■ Written problem:
Retype the material in full, keeping every word the same.

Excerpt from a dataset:
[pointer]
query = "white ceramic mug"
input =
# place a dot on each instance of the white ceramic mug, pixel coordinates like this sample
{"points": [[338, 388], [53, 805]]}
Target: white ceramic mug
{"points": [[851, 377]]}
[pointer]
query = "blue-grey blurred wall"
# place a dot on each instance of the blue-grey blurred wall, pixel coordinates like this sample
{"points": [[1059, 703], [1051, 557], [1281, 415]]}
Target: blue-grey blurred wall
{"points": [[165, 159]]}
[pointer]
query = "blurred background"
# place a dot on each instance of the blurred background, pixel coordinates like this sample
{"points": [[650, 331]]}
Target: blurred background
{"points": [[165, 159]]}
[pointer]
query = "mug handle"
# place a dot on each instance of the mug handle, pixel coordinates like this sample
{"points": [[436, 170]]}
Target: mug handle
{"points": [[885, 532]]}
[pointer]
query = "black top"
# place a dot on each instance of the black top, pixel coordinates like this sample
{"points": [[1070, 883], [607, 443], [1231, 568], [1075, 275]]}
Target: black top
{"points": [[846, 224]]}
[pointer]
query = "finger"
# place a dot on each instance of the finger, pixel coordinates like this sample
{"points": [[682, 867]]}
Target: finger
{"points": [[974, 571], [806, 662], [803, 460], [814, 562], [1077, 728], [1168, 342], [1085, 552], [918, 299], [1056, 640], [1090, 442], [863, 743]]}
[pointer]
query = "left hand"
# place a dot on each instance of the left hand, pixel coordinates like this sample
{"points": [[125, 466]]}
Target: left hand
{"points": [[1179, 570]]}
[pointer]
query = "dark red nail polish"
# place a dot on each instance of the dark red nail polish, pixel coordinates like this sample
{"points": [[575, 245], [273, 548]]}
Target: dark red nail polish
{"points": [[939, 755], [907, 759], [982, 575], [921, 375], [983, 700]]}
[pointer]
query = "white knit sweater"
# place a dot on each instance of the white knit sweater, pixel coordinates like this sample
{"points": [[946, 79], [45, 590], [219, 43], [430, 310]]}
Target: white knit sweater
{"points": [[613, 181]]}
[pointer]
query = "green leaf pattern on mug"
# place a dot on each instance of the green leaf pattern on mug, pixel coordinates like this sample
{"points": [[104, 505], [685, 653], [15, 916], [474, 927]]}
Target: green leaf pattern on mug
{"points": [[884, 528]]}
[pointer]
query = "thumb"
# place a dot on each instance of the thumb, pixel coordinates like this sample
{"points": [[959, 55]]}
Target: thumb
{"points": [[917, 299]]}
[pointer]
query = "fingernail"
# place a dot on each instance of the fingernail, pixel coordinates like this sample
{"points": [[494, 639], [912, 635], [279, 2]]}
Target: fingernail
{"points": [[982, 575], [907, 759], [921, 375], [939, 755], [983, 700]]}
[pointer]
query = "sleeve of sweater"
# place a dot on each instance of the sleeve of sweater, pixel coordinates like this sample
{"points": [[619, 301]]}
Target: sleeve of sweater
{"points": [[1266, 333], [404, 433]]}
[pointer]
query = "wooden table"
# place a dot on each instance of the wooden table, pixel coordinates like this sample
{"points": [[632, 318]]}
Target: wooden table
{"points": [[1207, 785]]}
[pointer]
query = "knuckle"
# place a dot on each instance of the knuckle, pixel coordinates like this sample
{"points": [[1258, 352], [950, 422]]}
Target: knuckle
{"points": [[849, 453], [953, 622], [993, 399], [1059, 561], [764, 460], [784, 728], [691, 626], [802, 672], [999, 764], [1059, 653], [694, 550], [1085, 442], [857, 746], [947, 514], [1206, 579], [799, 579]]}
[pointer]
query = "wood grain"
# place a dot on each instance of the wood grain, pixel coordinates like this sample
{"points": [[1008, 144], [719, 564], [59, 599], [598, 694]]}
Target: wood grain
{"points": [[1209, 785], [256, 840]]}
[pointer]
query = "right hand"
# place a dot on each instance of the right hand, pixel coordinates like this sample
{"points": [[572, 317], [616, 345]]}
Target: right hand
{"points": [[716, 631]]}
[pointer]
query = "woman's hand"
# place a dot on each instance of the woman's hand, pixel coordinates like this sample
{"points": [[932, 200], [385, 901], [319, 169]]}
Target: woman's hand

■ Output of the exercise:
[pointer]
query = "white ceramic mug"
input =
# place a dot on each instance of the white ceramic mug, pixel coordinates like this sample
{"points": [[338, 388], [53, 805]]}
Target: white ceramic mug
{"points": [[851, 377]]}
[pointer]
query = "blue-grey blurred wall"
# place a dot on each instance of the blue-grey blurred wall, pixel coordinates like this sample
{"points": [[1059, 703], [1051, 557], [1281, 415]]}
Target: blue-grey blurred wall
{"points": [[165, 159]]}
[pointer]
query = "blurred background"
# place a dot on each instance of the blurred background, pixel coordinates like this sample
{"points": [[650, 331]]}
Target: blurred background
{"points": [[165, 159]]}
[pointer]
query = "mug handle"
# place a dot on each instance of the mug handle, pixel coordinates like this sample
{"points": [[436, 170]]}
Target: mug handle
{"points": [[885, 532]]}
[pointer]
query = "black top"
# place a dot on each instance of the black top, pixel coordinates like this sample
{"points": [[1070, 883], [607, 443], [1231, 568], [1075, 275]]}
Target: black top
{"points": [[846, 224]]}
[pointer]
query = "finger"
# place a dot on each instance of the finger, pixel coordinates like this sample
{"points": [[682, 867]]}
Target: finger
{"points": [[974, 571], [806, 662], [803, 460], [814, 562], [1077, 728], [1168, 342], [1085, 552], [918, 299], [1056, 640], [1090, 442], [863, 743]]}
[pointer]
query = "left hand"
# place a dot on each instance of the left hand, pixel coordinates like this sample
{"points": [[125, 466]]}
Target: left hand
{"points": [[1179, 570]]}
[pointer]
query = "dark red nail polish"
# place a dot on each instance of the dark red nail polish, pixel coordinates like this sample
{"points": [[575, 245], [273, 548]]}
Target: dark red nail polish
{"points": [[939, 755], [907, 759], [982, 575], [921, 375], [983, 700]]}
[pointer]
query = "white knit sweater"
# place a dot on each instance of the white knit sweater, pixel coordinates like this sample
{"points": [[946, 79], [45, 590], [219, 43], [430, 310]]}
Target: white knit sweater
{"points": [[613, 181]]}
[pointer]
query = "green leaf pattern on mug"
# place a dot on each instance of the green leaf pattern on mug, pixel coordinates like this sample
{"points": [[104, 505], [685, 653], [15, 916], [474, 927]]}
Target: green leaf pattern on mug
{"points": [[884, 528]]}
[pointer]
query = "thumb"
# place a dot on each instance of the thumb, pixel coordinates like this sample
{"points": [[959, 55]]}
Target: thumb
{"points": [[917, 299]]}
[pointer]
query = "fingernail"
# place a dot on each instance of the fingernail, pixel coordinates like this sample
{"points": [[494, 639], [912, 635], [279, 2]]}
Target: fingernail
{"points": [[982, 575], [907, 759], [921, 375], [939, 755], [983, 700]]}
[pointer]
query = "sleeve of sweater"
# place a dot on each instance of the sleeve of sweater, pixel coordinates like this sample
{"points": [[619, 301]]}
Target: sleeve of sweater
{"points": [[1266, 333], [404, 433]]}
[pointer]
query = "wooden table"
# place a dot on each instance of the wooden table, pixel coordinates like this sample
{"points": [[632, 318]]}
Target: wooden table
{"points": [[1207, 785]]}
[pointer]
query = "knuckle"
# place a dot on each instance of the knuckle, pixel coordinates like this sample
{"points": [[1258, 352], [950, 422]]}
Target: knuckle
{"points": [[849, 453], [953, 622], [993, 399], [1059, 561], [764, 460], [784, 728], [691, 626], [802, 672], [999, 764], [1059, 653], [694, 550], [1085, 442], [857, 746], [947, 514], [1206, 579], [799, 579]]}
[pointer]
query = "wood grain"
# place a dot on each instance of the wood grain, pixel coordinates like this sample
{"points": [[1008, 144], [719, 564], [59, 599], [598, 694]]}
Target: wood grain
{"points": [[1209, 785], [256, 840]]}
[pointer]
query = "right hand"
# place a dot on each instance of the right hand, pixel coordinates like this sample
{"points": [[572, 317], [616, 345]]}
Target: right hand
{"points": [[716, 631]]}
[pointer]
query = "woman's hand"
# place a dot on each instance of the woman's hand, pixel coordinates like this sample
{"points": [[932, 200], [385, 901], [319, 169]]}
Target: woman's hand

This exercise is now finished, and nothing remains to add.